— Directions for this task —
Check every line of the data below for "beach". Copy each one that has it.

====

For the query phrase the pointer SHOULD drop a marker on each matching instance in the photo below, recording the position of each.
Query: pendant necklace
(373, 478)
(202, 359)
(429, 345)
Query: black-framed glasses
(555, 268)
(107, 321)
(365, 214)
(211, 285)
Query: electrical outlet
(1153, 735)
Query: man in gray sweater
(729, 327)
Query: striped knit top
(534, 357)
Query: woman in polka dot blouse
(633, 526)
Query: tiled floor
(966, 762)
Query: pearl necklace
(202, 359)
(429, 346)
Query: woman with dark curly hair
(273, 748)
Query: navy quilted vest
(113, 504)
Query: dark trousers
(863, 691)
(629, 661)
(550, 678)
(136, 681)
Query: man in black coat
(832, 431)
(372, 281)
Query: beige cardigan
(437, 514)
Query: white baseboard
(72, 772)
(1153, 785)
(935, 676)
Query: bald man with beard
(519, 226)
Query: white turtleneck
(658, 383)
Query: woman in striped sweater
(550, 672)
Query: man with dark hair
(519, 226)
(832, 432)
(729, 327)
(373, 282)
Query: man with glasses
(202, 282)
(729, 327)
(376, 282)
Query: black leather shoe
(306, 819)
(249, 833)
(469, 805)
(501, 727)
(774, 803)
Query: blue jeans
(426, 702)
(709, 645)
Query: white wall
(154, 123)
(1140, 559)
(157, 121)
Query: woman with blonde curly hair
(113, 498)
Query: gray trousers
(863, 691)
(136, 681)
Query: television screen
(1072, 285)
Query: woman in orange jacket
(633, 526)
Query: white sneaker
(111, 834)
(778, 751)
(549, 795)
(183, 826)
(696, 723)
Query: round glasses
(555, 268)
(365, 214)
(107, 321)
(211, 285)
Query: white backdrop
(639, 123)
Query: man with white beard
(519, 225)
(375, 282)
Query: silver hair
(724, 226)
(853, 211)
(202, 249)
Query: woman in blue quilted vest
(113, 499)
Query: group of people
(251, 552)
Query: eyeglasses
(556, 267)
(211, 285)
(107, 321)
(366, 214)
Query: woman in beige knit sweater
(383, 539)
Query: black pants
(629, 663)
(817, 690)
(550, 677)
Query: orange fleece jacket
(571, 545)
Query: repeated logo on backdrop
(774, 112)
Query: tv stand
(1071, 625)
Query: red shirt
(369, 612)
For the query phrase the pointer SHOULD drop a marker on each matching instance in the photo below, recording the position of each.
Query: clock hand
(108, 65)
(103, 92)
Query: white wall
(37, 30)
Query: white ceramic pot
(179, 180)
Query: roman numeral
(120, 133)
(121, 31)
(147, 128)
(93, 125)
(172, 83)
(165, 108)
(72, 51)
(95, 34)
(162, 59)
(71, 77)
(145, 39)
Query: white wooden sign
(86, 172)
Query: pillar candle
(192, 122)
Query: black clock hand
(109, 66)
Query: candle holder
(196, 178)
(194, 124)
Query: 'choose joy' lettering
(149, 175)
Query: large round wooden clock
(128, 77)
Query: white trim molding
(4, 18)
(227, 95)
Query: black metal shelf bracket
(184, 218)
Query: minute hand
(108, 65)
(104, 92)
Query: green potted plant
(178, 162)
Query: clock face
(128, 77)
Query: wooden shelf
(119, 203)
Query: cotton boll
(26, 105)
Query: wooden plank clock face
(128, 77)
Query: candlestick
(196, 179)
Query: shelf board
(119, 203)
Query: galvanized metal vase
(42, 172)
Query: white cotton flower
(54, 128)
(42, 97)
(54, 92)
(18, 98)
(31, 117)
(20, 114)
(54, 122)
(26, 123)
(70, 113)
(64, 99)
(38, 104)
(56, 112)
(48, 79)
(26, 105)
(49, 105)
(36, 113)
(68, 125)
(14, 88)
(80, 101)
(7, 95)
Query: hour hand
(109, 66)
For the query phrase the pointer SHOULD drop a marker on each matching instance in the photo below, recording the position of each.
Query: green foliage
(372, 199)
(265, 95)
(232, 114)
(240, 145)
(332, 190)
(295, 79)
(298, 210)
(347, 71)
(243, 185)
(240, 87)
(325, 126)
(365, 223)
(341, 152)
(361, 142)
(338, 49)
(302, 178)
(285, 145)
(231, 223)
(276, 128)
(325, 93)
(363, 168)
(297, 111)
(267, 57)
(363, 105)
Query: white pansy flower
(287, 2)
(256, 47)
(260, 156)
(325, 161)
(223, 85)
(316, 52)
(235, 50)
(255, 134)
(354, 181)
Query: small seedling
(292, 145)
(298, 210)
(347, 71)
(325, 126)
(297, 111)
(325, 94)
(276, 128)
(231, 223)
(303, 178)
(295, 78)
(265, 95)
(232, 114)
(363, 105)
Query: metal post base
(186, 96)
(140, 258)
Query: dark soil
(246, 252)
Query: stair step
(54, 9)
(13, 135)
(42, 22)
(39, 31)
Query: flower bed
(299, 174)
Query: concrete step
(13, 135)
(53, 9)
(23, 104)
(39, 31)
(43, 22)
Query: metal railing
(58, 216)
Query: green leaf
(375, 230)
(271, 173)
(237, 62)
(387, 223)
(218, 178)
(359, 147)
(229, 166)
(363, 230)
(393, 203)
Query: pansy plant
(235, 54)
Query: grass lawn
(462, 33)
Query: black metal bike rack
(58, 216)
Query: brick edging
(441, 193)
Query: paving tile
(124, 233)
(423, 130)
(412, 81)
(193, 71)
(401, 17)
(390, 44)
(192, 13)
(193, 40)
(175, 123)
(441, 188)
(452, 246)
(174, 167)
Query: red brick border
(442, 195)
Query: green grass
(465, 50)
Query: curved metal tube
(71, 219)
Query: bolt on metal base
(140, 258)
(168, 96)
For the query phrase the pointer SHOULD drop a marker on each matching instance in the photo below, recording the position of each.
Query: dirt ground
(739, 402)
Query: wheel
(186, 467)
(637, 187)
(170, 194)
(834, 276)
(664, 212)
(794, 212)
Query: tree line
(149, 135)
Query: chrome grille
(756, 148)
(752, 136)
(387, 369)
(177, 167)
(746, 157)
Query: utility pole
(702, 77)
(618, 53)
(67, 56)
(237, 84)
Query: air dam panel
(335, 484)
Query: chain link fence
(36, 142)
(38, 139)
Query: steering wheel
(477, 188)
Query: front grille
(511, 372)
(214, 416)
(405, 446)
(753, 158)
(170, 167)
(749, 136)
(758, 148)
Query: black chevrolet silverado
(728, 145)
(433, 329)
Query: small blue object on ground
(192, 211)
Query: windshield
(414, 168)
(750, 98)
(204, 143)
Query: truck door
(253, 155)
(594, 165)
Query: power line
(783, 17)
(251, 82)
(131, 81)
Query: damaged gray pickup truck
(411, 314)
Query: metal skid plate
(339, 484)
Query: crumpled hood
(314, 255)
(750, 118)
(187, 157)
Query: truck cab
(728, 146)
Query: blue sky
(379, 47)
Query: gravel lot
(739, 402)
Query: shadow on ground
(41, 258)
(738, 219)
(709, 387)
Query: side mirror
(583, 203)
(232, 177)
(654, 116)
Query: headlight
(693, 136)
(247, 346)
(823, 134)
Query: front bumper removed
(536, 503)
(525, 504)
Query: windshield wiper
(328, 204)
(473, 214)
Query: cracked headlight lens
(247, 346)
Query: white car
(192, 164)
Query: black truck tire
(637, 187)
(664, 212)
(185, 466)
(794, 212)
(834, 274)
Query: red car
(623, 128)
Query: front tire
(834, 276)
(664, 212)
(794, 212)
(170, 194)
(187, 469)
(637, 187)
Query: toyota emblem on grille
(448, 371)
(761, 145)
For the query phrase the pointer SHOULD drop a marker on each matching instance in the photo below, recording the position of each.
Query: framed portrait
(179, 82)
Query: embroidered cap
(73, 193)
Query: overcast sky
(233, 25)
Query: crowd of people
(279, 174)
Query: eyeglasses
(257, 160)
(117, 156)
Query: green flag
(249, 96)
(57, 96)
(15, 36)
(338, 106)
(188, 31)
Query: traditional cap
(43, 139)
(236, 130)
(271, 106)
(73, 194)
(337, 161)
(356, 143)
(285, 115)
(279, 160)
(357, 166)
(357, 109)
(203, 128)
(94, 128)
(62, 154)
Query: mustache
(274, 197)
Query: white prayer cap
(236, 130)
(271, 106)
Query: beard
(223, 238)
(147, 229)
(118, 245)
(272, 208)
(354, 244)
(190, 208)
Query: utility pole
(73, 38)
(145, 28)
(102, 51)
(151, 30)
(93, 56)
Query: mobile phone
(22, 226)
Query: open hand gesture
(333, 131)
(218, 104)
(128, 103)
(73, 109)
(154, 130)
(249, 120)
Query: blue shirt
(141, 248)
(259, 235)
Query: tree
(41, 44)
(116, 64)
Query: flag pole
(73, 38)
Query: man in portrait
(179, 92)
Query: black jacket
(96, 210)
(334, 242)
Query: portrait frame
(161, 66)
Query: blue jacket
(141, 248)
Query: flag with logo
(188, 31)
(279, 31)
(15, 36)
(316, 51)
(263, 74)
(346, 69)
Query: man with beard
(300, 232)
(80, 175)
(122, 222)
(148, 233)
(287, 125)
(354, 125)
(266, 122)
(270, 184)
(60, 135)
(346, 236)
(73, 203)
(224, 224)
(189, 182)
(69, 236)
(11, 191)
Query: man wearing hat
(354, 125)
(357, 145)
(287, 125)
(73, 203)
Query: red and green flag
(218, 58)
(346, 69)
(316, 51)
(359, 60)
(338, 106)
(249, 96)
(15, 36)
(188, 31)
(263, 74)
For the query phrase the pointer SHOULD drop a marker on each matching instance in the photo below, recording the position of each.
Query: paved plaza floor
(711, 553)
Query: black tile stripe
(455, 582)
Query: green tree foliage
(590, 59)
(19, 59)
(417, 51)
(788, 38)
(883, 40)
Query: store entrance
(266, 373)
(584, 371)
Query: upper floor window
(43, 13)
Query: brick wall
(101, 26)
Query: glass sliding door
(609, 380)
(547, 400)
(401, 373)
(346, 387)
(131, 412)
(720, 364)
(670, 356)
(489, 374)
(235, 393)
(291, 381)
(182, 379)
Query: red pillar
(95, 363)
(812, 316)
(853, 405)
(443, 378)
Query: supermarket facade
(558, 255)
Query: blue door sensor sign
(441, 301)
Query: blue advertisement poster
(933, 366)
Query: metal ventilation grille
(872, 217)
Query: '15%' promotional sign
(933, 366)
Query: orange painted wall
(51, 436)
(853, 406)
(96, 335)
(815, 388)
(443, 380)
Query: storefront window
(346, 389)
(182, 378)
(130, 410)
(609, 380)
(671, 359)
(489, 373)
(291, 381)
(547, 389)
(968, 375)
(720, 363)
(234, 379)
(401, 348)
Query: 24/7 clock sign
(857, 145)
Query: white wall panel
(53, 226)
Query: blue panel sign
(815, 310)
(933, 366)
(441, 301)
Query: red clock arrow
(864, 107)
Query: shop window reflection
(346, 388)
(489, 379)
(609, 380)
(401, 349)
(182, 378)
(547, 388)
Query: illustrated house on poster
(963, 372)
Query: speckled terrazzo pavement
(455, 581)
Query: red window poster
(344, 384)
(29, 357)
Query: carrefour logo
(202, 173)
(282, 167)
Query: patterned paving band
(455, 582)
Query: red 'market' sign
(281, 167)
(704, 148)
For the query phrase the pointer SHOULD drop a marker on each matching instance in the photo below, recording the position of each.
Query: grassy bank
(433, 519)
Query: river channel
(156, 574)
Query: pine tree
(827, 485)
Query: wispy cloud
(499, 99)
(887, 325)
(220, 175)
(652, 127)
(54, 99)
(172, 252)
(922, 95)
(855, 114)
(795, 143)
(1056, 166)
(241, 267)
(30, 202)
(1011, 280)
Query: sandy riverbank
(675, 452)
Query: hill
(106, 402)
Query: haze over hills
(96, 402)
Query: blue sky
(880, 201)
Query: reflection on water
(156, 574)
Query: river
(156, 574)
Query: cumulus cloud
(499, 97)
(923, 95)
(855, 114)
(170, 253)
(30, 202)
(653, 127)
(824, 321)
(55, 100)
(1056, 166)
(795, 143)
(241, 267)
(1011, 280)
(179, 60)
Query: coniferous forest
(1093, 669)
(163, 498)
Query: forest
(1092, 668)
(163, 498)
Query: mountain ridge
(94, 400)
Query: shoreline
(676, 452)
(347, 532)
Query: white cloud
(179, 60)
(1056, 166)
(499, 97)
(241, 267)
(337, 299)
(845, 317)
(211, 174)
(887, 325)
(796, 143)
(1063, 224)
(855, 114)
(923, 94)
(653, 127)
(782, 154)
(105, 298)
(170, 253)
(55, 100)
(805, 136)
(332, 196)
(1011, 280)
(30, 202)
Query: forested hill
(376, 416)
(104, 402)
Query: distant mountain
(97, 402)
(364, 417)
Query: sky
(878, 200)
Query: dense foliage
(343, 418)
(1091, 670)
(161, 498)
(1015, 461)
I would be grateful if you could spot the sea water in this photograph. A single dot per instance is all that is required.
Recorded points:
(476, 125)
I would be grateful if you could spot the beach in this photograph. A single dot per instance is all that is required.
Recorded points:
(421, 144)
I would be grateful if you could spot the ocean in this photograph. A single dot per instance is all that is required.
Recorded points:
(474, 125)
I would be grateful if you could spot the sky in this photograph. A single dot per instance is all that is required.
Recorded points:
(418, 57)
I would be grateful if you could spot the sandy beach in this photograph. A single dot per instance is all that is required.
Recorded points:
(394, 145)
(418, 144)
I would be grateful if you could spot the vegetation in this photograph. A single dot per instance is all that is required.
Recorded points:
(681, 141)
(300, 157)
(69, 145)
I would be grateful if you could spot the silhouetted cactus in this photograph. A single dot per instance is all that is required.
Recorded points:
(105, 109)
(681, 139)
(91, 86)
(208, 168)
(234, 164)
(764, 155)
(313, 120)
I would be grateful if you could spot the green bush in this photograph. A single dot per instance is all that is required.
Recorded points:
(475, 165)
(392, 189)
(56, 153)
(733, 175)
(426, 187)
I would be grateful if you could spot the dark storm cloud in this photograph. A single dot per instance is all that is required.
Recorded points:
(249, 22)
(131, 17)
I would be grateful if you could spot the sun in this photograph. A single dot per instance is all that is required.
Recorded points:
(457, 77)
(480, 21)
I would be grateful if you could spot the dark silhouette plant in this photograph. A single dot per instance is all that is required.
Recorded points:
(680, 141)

====

— Exercise result —
I would be grateful if you could spot the beach in this photograph. A single dot per instance is all that is required.
I would be grateful if you could spot the sandy beach in this photograph. A single dot per instance is all that is required.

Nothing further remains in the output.